• **Problem description**
Return the lines beginning at the one that contains "Can you find the cow's nose in this picture?" and continuing to the end of the entries, including both ends, exactly as written and nothing else.

• **Provided material**
____
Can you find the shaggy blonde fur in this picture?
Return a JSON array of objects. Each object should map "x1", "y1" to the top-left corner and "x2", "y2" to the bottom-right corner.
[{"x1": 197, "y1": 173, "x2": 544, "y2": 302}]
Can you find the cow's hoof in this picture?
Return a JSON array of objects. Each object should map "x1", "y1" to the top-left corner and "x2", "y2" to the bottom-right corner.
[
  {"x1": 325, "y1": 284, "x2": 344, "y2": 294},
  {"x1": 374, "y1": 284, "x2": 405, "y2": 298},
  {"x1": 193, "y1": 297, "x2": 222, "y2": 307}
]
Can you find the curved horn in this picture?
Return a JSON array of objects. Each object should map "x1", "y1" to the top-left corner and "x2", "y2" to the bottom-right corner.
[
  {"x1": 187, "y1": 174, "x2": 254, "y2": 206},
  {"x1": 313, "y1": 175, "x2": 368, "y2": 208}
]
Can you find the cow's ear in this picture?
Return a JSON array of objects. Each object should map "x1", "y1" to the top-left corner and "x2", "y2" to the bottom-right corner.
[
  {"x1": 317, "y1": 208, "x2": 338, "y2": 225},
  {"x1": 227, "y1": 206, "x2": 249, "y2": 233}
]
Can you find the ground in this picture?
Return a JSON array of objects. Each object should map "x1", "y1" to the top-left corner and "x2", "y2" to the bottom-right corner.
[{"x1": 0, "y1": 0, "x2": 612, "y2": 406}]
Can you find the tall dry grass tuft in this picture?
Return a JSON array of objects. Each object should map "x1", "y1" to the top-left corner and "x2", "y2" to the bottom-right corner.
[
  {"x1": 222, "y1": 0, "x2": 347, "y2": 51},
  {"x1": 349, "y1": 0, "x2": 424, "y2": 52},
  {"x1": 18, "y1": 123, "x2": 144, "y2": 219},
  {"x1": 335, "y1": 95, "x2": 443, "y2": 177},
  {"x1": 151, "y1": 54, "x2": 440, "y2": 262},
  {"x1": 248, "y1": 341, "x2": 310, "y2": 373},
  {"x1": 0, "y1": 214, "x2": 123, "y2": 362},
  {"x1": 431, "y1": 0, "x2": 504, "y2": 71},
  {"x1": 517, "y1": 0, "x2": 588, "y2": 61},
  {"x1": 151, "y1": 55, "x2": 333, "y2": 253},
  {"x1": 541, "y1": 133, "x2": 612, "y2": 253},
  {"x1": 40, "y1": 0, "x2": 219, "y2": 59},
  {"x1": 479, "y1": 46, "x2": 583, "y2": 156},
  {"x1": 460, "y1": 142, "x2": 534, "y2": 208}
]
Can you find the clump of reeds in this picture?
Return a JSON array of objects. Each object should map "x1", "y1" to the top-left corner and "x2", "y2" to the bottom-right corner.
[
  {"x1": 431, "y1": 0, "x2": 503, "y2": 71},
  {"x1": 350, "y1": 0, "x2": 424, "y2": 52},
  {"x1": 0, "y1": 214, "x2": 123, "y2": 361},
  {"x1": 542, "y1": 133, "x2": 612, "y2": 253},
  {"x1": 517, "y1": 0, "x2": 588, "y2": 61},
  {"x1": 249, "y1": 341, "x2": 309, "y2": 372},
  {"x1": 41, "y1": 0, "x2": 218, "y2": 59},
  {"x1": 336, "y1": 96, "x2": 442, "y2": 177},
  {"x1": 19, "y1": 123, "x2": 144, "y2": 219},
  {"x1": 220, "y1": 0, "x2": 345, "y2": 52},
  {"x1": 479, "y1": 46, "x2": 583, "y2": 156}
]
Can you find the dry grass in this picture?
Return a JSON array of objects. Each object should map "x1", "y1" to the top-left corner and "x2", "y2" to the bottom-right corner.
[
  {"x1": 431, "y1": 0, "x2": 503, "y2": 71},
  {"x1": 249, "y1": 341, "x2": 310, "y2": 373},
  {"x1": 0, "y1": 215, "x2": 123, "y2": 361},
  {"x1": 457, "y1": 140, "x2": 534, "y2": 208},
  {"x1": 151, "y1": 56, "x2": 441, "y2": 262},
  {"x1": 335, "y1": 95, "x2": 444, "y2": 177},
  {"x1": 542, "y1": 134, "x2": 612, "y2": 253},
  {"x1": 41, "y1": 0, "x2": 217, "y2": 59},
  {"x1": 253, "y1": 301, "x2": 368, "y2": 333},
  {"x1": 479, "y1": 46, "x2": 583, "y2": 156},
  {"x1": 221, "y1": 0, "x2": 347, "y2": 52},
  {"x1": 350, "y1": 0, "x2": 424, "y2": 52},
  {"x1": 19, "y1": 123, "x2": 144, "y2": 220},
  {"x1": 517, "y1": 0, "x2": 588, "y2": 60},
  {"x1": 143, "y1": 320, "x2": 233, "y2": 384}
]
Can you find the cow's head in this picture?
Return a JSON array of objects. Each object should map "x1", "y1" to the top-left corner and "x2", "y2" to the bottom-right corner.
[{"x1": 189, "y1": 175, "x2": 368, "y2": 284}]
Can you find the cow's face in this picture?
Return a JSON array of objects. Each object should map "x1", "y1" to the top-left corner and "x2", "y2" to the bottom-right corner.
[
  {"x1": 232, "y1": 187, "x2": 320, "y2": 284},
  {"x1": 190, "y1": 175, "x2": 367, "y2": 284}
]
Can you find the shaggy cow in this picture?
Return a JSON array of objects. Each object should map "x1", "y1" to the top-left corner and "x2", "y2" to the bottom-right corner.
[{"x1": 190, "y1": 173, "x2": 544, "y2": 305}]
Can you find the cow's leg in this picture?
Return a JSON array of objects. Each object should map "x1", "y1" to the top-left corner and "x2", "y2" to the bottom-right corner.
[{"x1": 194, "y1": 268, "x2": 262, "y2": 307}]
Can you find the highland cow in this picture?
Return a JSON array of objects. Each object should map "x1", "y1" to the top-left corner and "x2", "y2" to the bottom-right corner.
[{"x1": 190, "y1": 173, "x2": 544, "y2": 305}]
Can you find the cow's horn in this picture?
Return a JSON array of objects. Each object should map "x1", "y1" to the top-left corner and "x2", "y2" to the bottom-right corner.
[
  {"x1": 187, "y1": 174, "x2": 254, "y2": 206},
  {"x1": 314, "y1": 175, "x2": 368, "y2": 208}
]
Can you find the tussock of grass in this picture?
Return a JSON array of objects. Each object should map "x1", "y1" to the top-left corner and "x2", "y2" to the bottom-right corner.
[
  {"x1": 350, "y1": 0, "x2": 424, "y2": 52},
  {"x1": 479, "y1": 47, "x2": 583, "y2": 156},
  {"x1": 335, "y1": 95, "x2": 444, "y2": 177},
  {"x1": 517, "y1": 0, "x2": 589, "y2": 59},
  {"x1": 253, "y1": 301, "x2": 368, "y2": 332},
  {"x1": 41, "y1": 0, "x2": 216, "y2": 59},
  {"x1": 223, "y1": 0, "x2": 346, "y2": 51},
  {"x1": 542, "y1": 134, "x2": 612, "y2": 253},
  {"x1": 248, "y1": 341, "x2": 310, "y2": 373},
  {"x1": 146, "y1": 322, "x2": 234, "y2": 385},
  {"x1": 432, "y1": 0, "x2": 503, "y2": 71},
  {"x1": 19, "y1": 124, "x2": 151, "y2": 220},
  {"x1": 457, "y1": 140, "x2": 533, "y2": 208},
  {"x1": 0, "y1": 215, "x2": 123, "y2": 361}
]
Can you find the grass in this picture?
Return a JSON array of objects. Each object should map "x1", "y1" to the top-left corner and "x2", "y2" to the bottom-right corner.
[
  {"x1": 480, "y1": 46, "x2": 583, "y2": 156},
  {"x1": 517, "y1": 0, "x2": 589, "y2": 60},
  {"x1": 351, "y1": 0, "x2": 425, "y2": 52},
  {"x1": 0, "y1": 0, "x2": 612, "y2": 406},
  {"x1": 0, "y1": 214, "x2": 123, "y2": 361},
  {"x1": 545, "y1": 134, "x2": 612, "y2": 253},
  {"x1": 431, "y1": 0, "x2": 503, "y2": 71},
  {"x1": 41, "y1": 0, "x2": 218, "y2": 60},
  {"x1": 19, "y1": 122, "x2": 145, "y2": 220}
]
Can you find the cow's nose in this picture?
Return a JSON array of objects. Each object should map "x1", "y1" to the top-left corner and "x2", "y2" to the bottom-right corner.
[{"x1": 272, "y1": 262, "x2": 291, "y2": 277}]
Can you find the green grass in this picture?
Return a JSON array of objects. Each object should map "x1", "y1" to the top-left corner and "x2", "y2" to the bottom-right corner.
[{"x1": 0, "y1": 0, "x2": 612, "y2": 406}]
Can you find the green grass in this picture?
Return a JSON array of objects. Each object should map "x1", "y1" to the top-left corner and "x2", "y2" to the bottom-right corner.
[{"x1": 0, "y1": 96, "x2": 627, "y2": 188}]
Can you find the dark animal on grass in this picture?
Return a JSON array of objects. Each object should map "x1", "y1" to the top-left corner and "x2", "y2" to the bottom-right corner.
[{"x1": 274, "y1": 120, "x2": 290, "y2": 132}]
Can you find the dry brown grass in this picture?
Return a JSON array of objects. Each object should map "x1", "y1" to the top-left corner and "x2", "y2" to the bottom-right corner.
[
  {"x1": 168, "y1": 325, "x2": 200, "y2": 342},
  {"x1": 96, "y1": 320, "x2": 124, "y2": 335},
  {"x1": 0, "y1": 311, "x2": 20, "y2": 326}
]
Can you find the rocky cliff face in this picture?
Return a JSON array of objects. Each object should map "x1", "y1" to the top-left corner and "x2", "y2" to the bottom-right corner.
____
• **Response**
Can you find the cow's nose in this picture?
Return a JSON array of objects. Each object should map "x1", "y1" to the top-left corner and "x2", "y2" to the bottom-right corner.
[{"x1": 272, "y1": 262, "x2": 291, "y2": 277}]
Can you find the green grass in this picture?
Return a JSON array of objects. Each object should map "x1", "y1" to the top-left corner and "x2", "y2" to the bottom-right corner.
[{"x1": 0, "y1": 0, "x2": 612, "y2": 406}]
Can you find the green grass in this picture?
Return a JSON array of objects. Each object should map "x1", "y1" to the top-left corner and "x2", "y2" to the bottom-right corner.
[{"x1": 0, "y1": 96, "x2": 627, "y2": 188}]
Can you find the dark animal on grass in this picture?
Return a JSON array of objects. Each object should map "x1", "y1" to the top-left corner and "x2", "y2" to the bottom-right corner.
[{"x1": 274, "y1": 120, "x2": 290, "y2": 132}]
Can you find the dry brown grass in this picture?
Return a JSON array of objects. Each object should map "x1", "y1" to the top-left corner and "x2", "y2" to the bottom-right corner.
[
  {"x1": 168, "y1": 325, "x2": 200, "y2": 342},
  {"x1": 96, "y1": 320, "x2": 124, "y2": 335},
  {"x1": 0, "y1": 311, "x2": 20, "y2": 326}
]
Can you find the rocky cliff face in this picture?
Return a JSON array of objects. Each object should map "x1", "y1" to the top-left corner and "x2", "y2" to the bottom-right corner.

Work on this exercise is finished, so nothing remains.